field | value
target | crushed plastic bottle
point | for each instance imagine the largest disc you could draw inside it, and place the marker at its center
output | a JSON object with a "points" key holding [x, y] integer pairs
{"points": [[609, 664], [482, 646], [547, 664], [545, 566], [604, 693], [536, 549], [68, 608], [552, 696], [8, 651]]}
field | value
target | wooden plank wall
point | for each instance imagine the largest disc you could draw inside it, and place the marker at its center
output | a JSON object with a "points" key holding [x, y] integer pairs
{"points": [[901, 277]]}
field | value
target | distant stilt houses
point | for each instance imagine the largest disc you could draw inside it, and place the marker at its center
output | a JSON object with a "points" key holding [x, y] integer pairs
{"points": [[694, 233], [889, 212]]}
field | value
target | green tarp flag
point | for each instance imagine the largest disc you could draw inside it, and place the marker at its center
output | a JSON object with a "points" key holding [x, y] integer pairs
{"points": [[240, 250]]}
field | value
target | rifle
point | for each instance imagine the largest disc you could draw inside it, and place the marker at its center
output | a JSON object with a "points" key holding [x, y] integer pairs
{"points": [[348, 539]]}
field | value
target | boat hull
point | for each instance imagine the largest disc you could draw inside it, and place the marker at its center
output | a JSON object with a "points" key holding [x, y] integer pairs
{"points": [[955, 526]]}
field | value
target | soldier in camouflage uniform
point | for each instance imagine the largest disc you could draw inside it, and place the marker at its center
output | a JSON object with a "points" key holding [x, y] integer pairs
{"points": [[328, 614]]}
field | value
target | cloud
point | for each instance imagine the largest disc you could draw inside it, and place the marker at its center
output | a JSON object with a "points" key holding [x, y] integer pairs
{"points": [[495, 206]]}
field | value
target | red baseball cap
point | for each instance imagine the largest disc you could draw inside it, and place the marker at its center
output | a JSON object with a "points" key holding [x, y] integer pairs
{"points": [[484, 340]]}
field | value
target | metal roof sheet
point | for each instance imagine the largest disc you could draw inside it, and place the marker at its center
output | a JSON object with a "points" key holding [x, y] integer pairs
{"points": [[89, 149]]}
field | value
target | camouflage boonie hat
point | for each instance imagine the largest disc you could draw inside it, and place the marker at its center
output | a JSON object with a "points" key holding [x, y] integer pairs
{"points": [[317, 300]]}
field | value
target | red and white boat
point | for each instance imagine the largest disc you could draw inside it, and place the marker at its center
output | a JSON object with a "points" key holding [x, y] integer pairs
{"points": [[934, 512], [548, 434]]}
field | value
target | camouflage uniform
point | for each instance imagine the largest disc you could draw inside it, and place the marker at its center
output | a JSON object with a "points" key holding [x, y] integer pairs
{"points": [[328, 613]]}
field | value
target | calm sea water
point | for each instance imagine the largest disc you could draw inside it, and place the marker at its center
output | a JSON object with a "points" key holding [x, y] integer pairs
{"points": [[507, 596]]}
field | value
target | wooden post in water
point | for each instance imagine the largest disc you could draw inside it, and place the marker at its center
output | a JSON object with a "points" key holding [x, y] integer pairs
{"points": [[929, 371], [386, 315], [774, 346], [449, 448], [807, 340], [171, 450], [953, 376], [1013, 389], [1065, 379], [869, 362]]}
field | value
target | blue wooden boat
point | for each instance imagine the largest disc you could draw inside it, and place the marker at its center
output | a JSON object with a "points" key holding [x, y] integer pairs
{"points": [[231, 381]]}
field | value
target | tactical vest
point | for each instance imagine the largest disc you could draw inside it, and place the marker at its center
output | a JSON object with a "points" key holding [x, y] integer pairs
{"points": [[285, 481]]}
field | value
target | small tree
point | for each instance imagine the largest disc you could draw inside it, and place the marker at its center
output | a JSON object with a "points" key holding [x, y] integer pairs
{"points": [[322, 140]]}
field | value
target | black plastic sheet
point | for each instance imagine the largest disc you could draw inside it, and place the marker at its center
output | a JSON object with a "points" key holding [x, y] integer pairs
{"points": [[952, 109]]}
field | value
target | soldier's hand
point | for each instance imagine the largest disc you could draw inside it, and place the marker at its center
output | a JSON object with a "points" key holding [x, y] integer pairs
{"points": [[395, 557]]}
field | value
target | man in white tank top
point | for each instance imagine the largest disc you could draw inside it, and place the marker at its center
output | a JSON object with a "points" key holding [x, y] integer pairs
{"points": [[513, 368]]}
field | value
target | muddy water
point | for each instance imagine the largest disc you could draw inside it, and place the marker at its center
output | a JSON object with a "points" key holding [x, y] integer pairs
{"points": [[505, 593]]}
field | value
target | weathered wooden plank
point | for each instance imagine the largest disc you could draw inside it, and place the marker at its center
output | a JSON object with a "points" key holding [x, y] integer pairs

PROBLEM REQUIREMENTS: Please return the data above exactly as given.

TASK RESPONSE:
field | value
target | crushed plastic bottle
point | for each instance imagine the largest disc you could draw inside it, and place the marker at its center
output | a JSON object with a "points" key holding [x, y] integer pairs
{"points": [[609, 664], [482, 646], [547, 664], [545, 566], [604, 693], [536, 549], [68, 608], [552, 696], [8, 651]]}
field | value
target | wooden plank wall
point | for each instance imagine the largest disc you could draw inside it, and place the marker at its center
output | a JSON object with a "points" key holding [x, y] integer pairs
{"points": [[901, 277]]}
field | value
target | distant stilt houses
point | for each instance imagine the largest disc you could draw inside it, and place the marker at its center
output | a JSON object with a "points" key holding [x, y] integer pairs
{"points": [[694, 233], [889, 212]]}
field | value
target | green tarp flag
point | for each instance imagine the largest disc you could draw inside it, and place the marker at its center
output | a JSON object with a "points" key holding [x, y] integer pairs
{"points": [[240, 250]]}
field | value
target | rifle
point | for each instance imagine the largest disc you could draw inside it, and place the marker at its center
output | a JSON object with a "points" key holding [x, y] integer pairs
{"points": [[348, 539]]}
field | value
target | boat hull
point | for each instance imagine the largest disc you could draw inside it, and place the marker at its center
output | a JSON object with a "points" key holding [x, y] integer pairs
{"points": [[955, 526]]}
field | value
target | soldier in camouflage uniform
point | for each instance imagine the largest disc you could draw inside it, and place the marker at its center
output | a JSON object with a "points" key holding [x, y] integer pairs
{"points": [[328, 614]]}
field | value
target | cloud
point | for each instance imagine the largest disc you could draw inside it, and place the marker at its center
output | a JSON object with a "points" key holding [x, y] integer pairs
{"points": [[495, 206]]}
field | value
target | red baseball cap
point | for each instance imagine the largest disc you could draw inside it, and place the marker at its center
output | a JSON object with a "points" key holding [x, y] integer pairs
{"points": [[484, 340]]}
field | value
target | metal roof sheet
point | for each instance imagine the largest disc you could draw inside it, and place the marker at its center
output | a JSON object with a "points" key holding [x, y] integer pairs
{"points": [[89, 149]]}
field | value
target | camouflage boonie hat
point | for each instance imagine the largest disc you could draw inside it, and place the marker at its center
output | a JSON object with a "points" key holding [x, y] integer pairs
{"points": [[317, 300]]}
field | value
target | red and white boat
point | for each instance imagine the largest disc you could draw inside it, and place the marker at its center
output | a JSON object with a "points" key holding [x, y] integer pairs
{"points": [[934, 512], [548, 434]]}
field | value
target | camouflage uniform
point | for each instance imagine the largest disc you could draw inside it, and place the marker at its center
output | a JSON object with a "points" key holding [x, y] integer pairs
{"points": [[328, 613]]}
field | value
target | calm sea water
point | for each instance imagine the largest disc you could draw inside it, and place the marker at its center
output | a JSON object with a "points" key holding [x, y] integer pairs
{"points": [[507, 596]]}
field | value
target | wooden post in water
point | for each instance imagine the largest disc you could draw inside it, and place the marker at its center
output | a JSON object with a "points" key holding [x, y] integer pairs
{"points": [[929, 371], [386, 315], [774, 346], [449, 448], [807, 340], [171, 450], [953, 376], [1013, 389], [1065, 379], [869, 362]]}
field | value
target | blue wooden boat
point | for each instance imagine the largest disc you could draw inside it, and place the marker at its center
output | a JSON object with a "points" key holding [x, y] integer pairs
{"points": [[231, 381]]}
field | value
target | tactical vest
point | for each instance imagine the largest disc you could draw inside it, and place the marker at its center
output | a JSON object with a "points" key holding [x, y] integer pairs
{"points": [[285, 481]]}
field | value
target | small tree
point | for each instance imagine the largest disc you could draw inside it, and place the marker at its center
output | a JSON object with a "points" key holding [x, y] integer pairs
{"points": [[322, 140]]}
field | value
target | black plastic sheet
point | for each instance imagine the largest disc you could draw inside it, and place the marker at its center
output | a JSON object with a "points" key holding [x, y] integer pairs
{"points": [[952, 109]]}
field | value
target | soldier's hand
point | for each instance imagine the largest disc you could draw inside it, and place the marker at its center
output | a JSON object with a "points" key holding [x, y] integer pairs
{"points": [[395, 557]]}
field | value
target | man in white tank top
point | for each instance imagine the largest disc you could draw inside it, and place the marker at its center
output | a JSON object with a "points" key holding [x, y] integer pairs
{"points": [[513, 368]]}
field | value
target | muddy water
point | for each instance imagine the largest disc you could draw inside it, and place the marker at its center
output | a JSON object with a "points" key holding [x, y] integer pairs
{"points": [[505, 593]]}
field | value
target | weathered wooden plank
point | for each instance imagine the largest disc you could draw inside it, and place the marker at its center
output | a JSON object with a "points" key holding [x, y] integer pairs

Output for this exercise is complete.